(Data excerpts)
━━━

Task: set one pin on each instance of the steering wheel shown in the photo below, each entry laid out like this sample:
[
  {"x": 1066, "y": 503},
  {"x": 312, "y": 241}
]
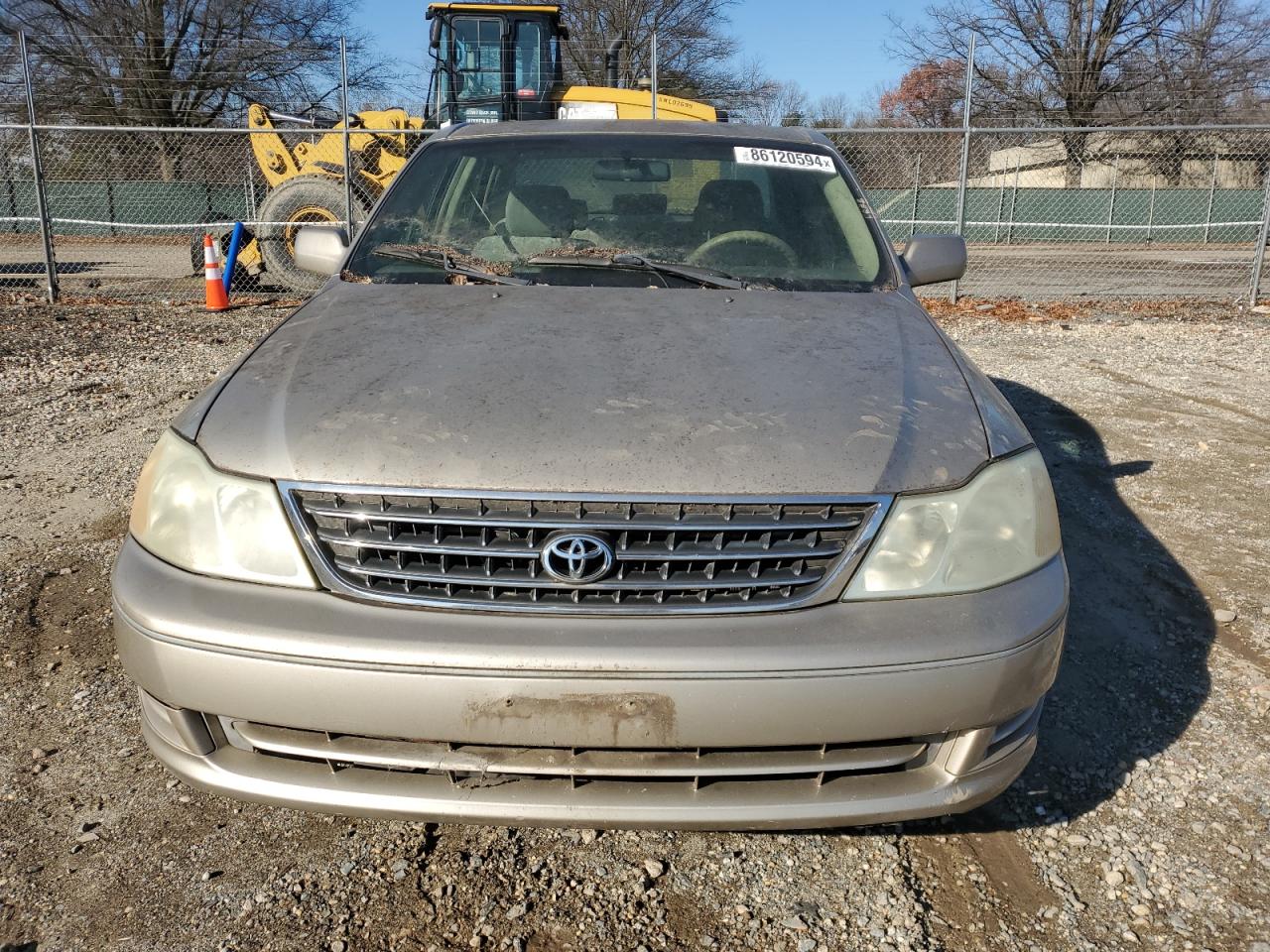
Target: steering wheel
[{"x": 702, "y": 253}]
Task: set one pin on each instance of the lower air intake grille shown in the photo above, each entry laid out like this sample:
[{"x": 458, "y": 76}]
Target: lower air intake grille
[{"x": 581, "y": 555}]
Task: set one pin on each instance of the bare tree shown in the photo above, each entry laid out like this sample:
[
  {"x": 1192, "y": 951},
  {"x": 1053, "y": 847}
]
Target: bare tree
[
  {"x": 930, "y": 94},
  {"x": 776, "y": 104},
  {"x": 1083, "y": 62},
  {"x": 180, "y": 62},
  {"x": 695, "y": 55}
]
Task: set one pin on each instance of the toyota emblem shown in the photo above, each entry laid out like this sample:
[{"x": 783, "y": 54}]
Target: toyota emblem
[{"x": 576, "y": 557}]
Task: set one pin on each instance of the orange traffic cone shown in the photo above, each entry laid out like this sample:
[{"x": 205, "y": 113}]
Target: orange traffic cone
[{"x": 216, "y": 298}]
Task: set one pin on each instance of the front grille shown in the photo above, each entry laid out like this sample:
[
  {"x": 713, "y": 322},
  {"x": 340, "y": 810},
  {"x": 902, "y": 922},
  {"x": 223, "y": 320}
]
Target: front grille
[
  {"x": 479, "y": 765},
  {"x": 466, "y": 551}
]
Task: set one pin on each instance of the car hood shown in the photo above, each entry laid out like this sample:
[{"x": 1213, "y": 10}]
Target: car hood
[{"x": 601, "y": 390}]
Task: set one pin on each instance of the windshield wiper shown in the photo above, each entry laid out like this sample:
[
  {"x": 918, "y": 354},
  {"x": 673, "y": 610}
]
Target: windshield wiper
[
  {"x": 705, "y": 277},
  {"x": 445, "y": 262}
]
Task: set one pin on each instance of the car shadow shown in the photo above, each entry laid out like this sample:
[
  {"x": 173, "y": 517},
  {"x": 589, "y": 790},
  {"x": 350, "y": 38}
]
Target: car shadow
[{"x": 1134, "y": 666}]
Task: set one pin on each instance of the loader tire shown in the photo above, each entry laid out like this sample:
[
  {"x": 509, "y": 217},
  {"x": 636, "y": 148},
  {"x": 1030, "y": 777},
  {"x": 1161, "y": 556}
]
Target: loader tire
[{"x": 305, "y": 199}]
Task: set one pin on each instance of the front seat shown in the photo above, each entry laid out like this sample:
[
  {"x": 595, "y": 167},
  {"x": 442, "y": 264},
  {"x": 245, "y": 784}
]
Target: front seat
[
  {"x": 538, "y": 218},
  {"x": 728, "y": 204}
]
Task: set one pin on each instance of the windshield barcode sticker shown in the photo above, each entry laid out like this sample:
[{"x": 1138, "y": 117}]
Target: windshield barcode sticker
[{"x": 757, "y": 155}]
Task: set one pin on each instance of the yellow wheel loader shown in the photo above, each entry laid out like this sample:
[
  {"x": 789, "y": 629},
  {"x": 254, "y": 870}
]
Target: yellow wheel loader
[{"x": 493, "y": 62}]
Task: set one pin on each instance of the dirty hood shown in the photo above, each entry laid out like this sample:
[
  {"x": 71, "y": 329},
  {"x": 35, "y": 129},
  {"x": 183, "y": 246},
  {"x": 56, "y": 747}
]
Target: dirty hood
[{"x": 601, "y": 390}]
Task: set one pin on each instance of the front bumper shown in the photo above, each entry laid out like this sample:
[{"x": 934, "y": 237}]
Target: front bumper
[{"x": 957, "y": 676}]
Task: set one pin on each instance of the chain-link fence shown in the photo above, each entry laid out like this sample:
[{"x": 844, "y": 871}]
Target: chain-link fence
[{"x": 1047, "y": 212}]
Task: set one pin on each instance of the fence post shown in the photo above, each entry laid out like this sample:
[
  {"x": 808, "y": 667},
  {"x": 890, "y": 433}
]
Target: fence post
[
  {"x": 1151, "y": 209},
  {"x": 348, "y": 155},
  {"x": 1211, "y": 190},
  {"x": 1014, "y": 202},
  {"x": 653, "y": 77},
  {"x": 1001, "y": 211},
  {"x": 1259, "y": 253},
  {"x": 39, "y": 176},
  {"x": 917, "y": 188},
  {"x": 1115, "y": 177},
  {"x": 965, "y": 151}
]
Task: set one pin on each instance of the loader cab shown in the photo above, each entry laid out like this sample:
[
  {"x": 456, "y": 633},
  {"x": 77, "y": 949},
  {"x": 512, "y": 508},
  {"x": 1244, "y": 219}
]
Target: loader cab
[{"x": 494, "y": 61}]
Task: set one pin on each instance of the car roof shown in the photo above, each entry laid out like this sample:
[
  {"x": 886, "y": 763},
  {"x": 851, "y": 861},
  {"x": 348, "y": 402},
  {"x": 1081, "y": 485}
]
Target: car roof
[{"x": 730, "y": 131}]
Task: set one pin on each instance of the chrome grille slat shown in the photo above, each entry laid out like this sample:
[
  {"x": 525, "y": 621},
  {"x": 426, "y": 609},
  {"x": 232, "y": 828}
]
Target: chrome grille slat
[
  {"x": 492, "y": 761},
  {"x": 670, "y": 555},
  {"x": 640, "y": 581},
  {"x": 689, "y": 524}
]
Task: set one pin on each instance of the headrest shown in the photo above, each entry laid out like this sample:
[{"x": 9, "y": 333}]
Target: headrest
[
  {"x": 540, "y": 211},
  {"x": 639, "y": 203},
  {"x": 730, "y": 197}
]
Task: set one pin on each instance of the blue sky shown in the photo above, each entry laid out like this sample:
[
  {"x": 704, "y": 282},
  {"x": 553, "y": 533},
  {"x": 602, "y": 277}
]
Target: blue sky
[{"x": 826, "y": 46}]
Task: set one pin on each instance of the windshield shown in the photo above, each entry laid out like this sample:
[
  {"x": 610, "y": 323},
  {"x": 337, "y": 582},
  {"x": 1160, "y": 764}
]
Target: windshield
[{"x": 594, "y": 208}]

━━━

● **What the task requires**
Only the lines above starting at the one containing "Target: car hood" and ending at the one containing "Task: set one pin on each instance of the chain-link", both included, are to be returned, exactly as they read.

● **Result of this exercise**
Target: car hood
[{"x": 601, "y": 390}]
Task: set one pin on each instance of the windshield wiper shown in the photo above, each entry laid out like this sample:
[
  {"x": 918, "y": 354},
  {"x": 673, "y": 610}
]
Target: windshield wiper
[
  {"x": 705, "y": 277},
  {"x": 445, "y": 262}
]
Task: set one pin on each instance of the car shadow shown in the photo above, each entry laid out like this sample:
[
  {"x": 173, "y": 517},
  {"x": 589, "y": 790},
  {"x": 350, "y": 38}
]
Target: car shadow
[{"x": 1134, "y": 666}]
Task: set one pin on each instance of the loader tire shown in the photo above, each entry laid out like this sample:
[
  {"x": 509, "y": 217},
  {"x": 636, "y": 148},
  {"x": 1030, "y": 777},
  {"x": 1161, "y": 556}
]
Target: loader tire
[{"x": 305, "y": 199}]
Task: set one pin on each instance of the front seat shown in the photo above, each entry laid out like this sample:
[
  {"x": 595, "y": 167},
  {"x": 442, "y": 264},
  {"x": 245, "y": 784}
]
Target: front seat
[
  {"x": 538, "y": 218},
  {"x": 728, "y": 204}
]
Task: set one pin on each instance of the windshield barcode sticker shown in the photo above, each entry laid out like this sample:
[{"x": 1138, "y": 117}]
Target: windshield barcode sticker
[{"x": 757, "y": 155}]
Task: set one pin on each instance of the yellow wheel loader shown in the photo above, each entry laid out like this sample:
[
  {"x": 789, "y": 629},
  {"x": 254, "y": 870}
]
Target: yellow wheel loader
[{"x": 493, "y": 62}]
Task: set one pin on each instance of the dirty hood shown in the photo above, each entry laid out like this sample:
[
  {"x": 71, "y": 329},
  {"x": 35, "y": 129},
  {"x": 183, "y": 246},
  {"x": 56, "y": 747}
]
Target: dirty hood
[{"x": 601, "y": 390}]
Task: set one pin on each instance of the front bumper shown in the photo above, each entry laid out like this sample:
[{"x": 934, "y": 237}]
Target: front bumper
[{"x": 957, "y": 676}]
Task: set one pin on each instance of the chain-link fence shown in the photo above, each entry laid out like this sample:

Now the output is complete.